### Problem requirements
In the data starting at the line containing "Query: dark gray table" and ending at the end of the data, can you substitute "Search" for "Query" and write out only those lines, with nothing else changed?

[Location annotation dataset excerpts]
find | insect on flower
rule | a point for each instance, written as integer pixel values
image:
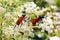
(37, 19)
(20, 19)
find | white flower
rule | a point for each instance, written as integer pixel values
(2, 10)
(55, 38)
(8, 16)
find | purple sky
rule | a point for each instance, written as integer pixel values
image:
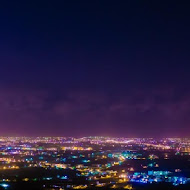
(95, 68)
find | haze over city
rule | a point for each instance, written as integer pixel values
(95, 68)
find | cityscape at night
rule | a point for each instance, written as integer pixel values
(94, 163)
(94, 94)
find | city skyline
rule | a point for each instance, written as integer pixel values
(95, 69)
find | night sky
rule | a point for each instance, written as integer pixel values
(95, 67)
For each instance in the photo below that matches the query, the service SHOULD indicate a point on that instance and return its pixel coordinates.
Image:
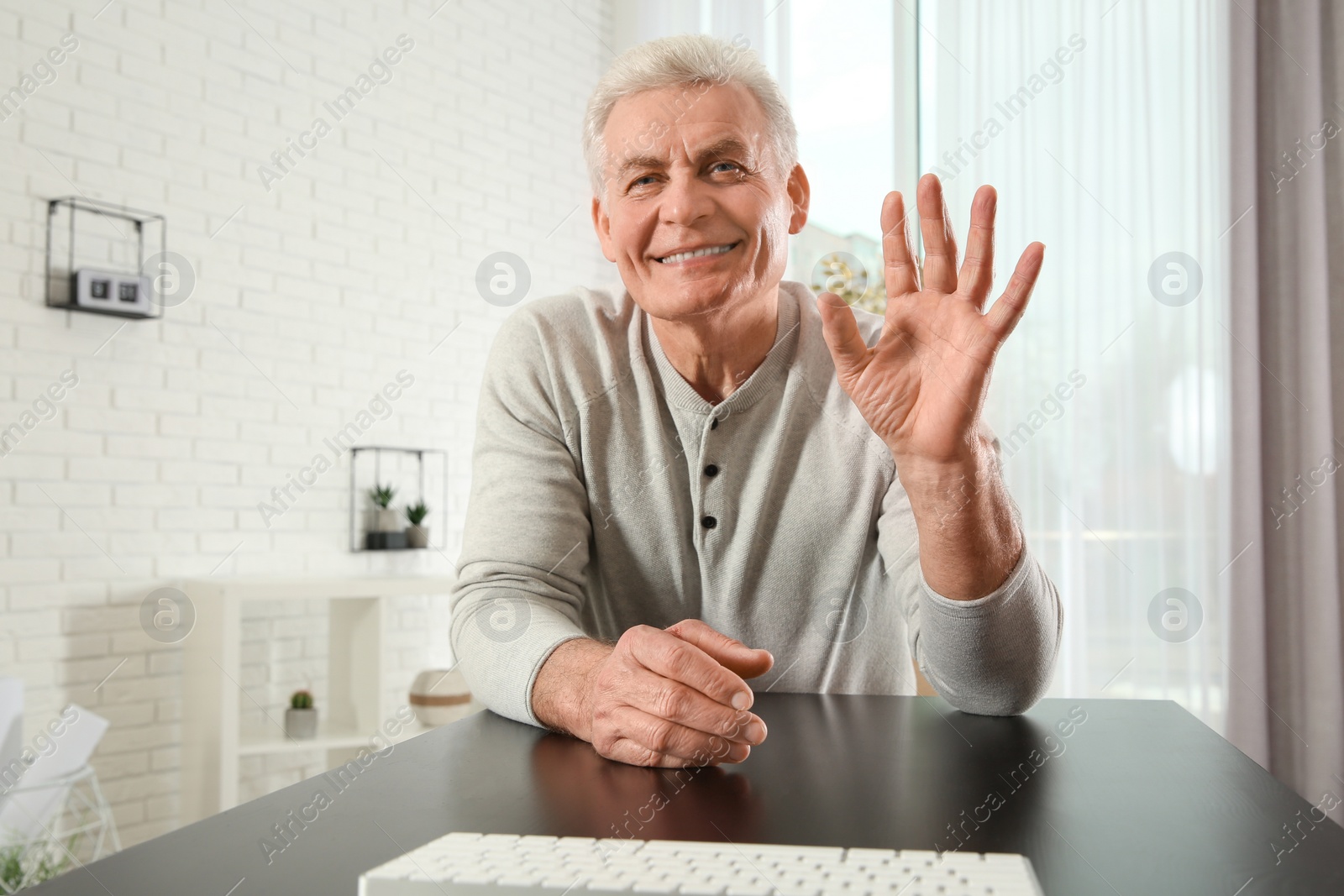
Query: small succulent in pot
(302, 716)
(385, 517)
(417, 537)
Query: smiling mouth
(699, 253)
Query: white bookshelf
(214, 741)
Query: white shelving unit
(213, 739)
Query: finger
(897, 251)
(743, 660)
(1008, 309)
(667, 738)
(669, 656)
(635, 754)
(978, 271)
(839, 328)
(940, 241)
(675, 701)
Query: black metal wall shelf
(125, 289)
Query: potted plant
(417, 537)
(302, 716)
(385, 517)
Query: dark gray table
(1139, 799)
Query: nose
(685, 199)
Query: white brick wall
(346, 271)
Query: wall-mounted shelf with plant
(394, 492)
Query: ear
(800, 192)
(602, 224)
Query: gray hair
(690, 60)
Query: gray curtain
(1287, 634)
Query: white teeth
(682, 257)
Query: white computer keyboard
(465, 864)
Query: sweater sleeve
(994, 656)
(526, 542)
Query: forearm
(562, 694)
(969, 540)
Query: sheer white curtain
(1104, 129)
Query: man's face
(692, 168)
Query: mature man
(712, 458)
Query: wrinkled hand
(676, 698)
(922, 385)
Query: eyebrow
(725, 147)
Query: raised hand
(922, 385)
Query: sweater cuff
(503, 645)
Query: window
(1102, 128)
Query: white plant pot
(302, 725)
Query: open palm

### Complete output
Search: dark gray table
(1139, 799)
Search: nose
(685, 199)
Search: white brick wall
(346, 271)
Search: wall-mounted shelf with plant
(394, 492)
Search: ear
(800, 192)
(602, 224)
Search: gray hair
(690, 60)
Search: gray curtain
(1287, 634)
Search: white teeth
(682, 257)
Search: white computer keyboard
(465, 864)
Search: sweater sleeve
(994, 656)
(526, 542)
Search: forearm
(562, 694)
(969, 540)
Search: sheer white curtain
(1104, 129)
Search: man's face
(692, 168)
Search: mature man
(712, 458)
Search: wrinkled hand
(676, 698)
(922, 385)
Search: eyebrow
(725, 147)
Search: raised hand
(922, 385)
Search: sweater cuff
(503, 645)
Search: window
(1102, 128)
Search: white plant pot
(302, 725)
Search: open palm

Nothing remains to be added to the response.